[BEGIN Input material]
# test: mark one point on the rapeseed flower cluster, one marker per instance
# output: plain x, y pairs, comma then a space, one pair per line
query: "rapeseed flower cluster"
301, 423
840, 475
[END Input material]
Write out all the data above again, switching every "rapeseed" to "canola" and changing nothing else.

# test: mark one point on the canola flower cluster, one marker per instance
# output: plain x, y pairs, comma then a space, one pair per line
query: "canola flower cluster"
301, 423
840, 475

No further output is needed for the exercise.